___ The data ___

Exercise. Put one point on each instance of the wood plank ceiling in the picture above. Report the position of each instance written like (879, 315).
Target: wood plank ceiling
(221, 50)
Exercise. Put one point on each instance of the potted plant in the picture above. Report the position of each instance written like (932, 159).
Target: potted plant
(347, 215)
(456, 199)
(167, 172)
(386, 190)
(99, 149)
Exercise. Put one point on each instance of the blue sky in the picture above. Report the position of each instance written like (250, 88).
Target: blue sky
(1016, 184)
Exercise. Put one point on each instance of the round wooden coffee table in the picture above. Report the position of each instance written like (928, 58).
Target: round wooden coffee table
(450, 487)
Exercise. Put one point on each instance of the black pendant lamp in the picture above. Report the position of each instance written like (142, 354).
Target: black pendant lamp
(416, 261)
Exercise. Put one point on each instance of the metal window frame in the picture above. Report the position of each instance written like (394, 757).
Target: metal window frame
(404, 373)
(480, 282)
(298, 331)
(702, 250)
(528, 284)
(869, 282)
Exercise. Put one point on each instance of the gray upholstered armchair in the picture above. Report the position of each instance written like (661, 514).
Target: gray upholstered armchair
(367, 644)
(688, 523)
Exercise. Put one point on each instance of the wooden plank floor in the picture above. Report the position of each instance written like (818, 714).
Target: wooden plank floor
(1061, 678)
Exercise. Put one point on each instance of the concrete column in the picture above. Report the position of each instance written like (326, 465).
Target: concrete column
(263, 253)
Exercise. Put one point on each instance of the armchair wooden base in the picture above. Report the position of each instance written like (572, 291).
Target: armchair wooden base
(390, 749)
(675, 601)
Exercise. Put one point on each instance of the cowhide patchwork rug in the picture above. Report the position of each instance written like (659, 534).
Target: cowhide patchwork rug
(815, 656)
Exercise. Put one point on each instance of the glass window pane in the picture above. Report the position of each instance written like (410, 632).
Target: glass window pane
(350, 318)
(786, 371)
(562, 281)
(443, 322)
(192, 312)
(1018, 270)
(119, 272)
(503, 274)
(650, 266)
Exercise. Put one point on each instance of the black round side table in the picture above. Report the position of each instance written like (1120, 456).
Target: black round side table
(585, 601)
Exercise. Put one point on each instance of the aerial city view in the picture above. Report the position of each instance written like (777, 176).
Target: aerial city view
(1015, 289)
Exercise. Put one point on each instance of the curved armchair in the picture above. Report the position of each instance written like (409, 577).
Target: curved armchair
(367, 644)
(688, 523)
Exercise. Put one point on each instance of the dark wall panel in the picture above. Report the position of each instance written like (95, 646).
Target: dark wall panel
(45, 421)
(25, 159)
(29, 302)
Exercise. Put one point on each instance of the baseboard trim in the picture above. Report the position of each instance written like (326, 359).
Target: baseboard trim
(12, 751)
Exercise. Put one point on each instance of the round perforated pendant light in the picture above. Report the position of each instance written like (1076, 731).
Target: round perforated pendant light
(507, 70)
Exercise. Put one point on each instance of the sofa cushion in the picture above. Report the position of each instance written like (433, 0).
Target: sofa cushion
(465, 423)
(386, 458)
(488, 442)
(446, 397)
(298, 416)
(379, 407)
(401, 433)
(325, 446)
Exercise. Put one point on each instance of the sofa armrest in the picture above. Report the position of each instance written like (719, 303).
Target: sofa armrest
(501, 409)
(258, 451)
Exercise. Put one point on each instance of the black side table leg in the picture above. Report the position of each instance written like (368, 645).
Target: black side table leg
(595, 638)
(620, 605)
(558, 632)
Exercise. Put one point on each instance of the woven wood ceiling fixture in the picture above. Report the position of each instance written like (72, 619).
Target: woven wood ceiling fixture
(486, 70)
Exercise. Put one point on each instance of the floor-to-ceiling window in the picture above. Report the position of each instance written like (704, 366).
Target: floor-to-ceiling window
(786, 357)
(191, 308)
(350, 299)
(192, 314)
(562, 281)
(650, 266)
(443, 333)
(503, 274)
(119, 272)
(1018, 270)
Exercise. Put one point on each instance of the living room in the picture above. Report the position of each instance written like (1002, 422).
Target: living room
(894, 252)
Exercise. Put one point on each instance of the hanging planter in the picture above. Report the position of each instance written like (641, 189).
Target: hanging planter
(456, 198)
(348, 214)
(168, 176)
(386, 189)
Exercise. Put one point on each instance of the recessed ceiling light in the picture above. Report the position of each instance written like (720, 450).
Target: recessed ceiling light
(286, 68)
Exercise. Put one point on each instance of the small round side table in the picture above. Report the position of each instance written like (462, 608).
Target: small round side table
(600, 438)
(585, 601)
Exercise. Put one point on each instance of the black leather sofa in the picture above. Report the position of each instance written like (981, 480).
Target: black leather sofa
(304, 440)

___

Each line of the data is to be retyped exactly.

Exercise. Put one point on each instance of the wood plank ceiling in the picture above. Report the position of each instance written like (879, 315).
Target: wood plank ceiling
(221, 50)
Exercise. Put one point on each instance of the potted plant in the picture above. Report the position of each instance written like (932, 159).
Target: potted plant
(347, 215)
(456, 199)
(167, 172)
(386, 190)
(99, 149)
Exercise. Put one point on each instance of the blue sky in the picture above. Report the position of each instance written like (250, 88).
Target: blue sky
(1016, 184)
Exercise. Put one point on each instance of the round wooden coffee table in the picture above. Report the position of each instance written like (928, 58).
Target: round wooden coffee table
(450, 487)
Exercise. Put one point on each instance of the black pendant lamp in the picture above. Report the position of each instance written like (142, 354).
Target: black pendant lamp
(416, 261)
Exercise. Put one point on each instance of the metal window frame in the picture above. Report the position of each instance written like (394, 757).
Target: metal window frame
(404, 373)
(480, 282)
(298, 331)
(702, 250)
(528, 284)
(869, 282)
Exercise. Put one point on each instance of the gray upholstered armchair in the picture above. Report the position of each instance written like (661, 514).
Target: gray upholstered armchair
(367, 644)
(688, 523)
Exercise. Put one point on each instance of the wooden plank floor in the picture above. Report the position of each instance written like (818, 714).
Target: wooden plank floor
(1061, 678)
Exercise. Put one point on each instance of the concrete column in the picture above. Report the position of each instance written like (326, 465).
Target: concrete column
(263, 253)
Exercise. Put one point on each instance of the armchair wooden base in the picture above. Report the position of each instance written like (572, 291).
Target: armchair wooden base
(390, 749)
(675, 601)
Exercise. Put one point on each instance of the cowhide patchwork rug in the picture above. Report the position of each instance written like (659, 534).
Target: cowhide patchwork rug
(815, 656)
Exercise. Put one point on each instance of the glass window pane in the picture above. Report the position of each instance written like (410, 632).
Target: glass window pane
(350, 318)
(786, 371)
(562, 281)
(443, 322)
(192, 312)
(1018, 270)
(119, 272)
(503, 274)
(650, 266)
Exercise. Put one point on each instance of the black round side table in the picture above. Report the position of each instance written like (1120, 456).
Target: black round side table
(585, 601)
Exercise. Put one point on each instance of the aerial city view in the picture above. Report the position of each instance written like (777, 176).
Target: aerial city view
(1015, 289)
Exercise. Put one point on each instance of the curved armchair in the picture above. Report the position of each instance written like (409, 577).
Target: curved armchair
(367, 644)
(688, 523)
Exercise. Put one point on each instance of the dark wall panel in the picture above. Report the position of each instance written like (95, 646).
Target: dark wall panel
(45, 421)
(25, 159)
(29, 302)
Exercise. Put one point on each instance of the baseboard trim in the picture above. Report the position of each instance written like (326, 359).
Target: baseboard trim
(12, 751)
Exercise. Put one point on each instance of the round perforated pendant light in the picture above. Report the position of each instance written like (1076, 731).
Target: round perforated pendant light
(507, 70)
Exercise. Put one point on each instance of the sofa cushion in the picture above. Report the position of each instance written like (433, 0).
Target: sofa cushion
(465, 423)
(386, 458)
(488, 442)
(446, 397)
(298, 416)
(379, 407)
(401, 433)
(325, 446)
Exercise. Put one point on each instance of the sofa armrest in the picture above. Report the position of each instance written like (719, 303).
Target: sofa armrest
(501, 409)
(258, 451)
Exercise. Put one point on each instance of the black side table leg in the picture above. Report the position of each instance written like (368, 645).
Target: black side table leg
(595, 638)
(620, 605)
(558, 632)
Exercise. Put one point on each instance of the woven wood ceiling fixture in the picture above. Report the position of each instance written like (72, 619).
Target: woven wood ceiling fixture
(486, 70)
Exercise. Put one point on each instance of the floor-to-ceiling window in the picture above. Report the position of each instance written like (704, 366).
Target: floor-to-ceiling window
(786, 357)
(191, 308)
(350, 299)
(192, 314)
(562, 281)
(650, 266)
(443, 333)
(503, 274)
(119, 272)
(1018, 270)
Exercise. Put one point on each instance of the living room in the picture above. Report the position of each instance written like (1002, 422).
Target: living room
(894, 252)
Exercise. Put one point on each instance of the hanging planter in the picture above. Report the position of each instance written like (641, 189).
Target: hanging planter
(456, 198)
(348, 214)
(168, 176)
(386, 189)
Exercise. Put one point on each instance of the recessed ceiling light in the picture above. Report the position of each instance written like (720, 450).
Target: recessed ceiling light
(286, 68)
Exercise. Put one point on each instance of the small round side table in the picture above. Report the position of each instance written like (462, 608).
Target: small round side table
(600, 438)
(585, 601)
Exercise. Put one point on each instance of the black leather sofa in the picture above. Report the position of each instance written like (981, 480).
Target: black leather sofa
(304, 440)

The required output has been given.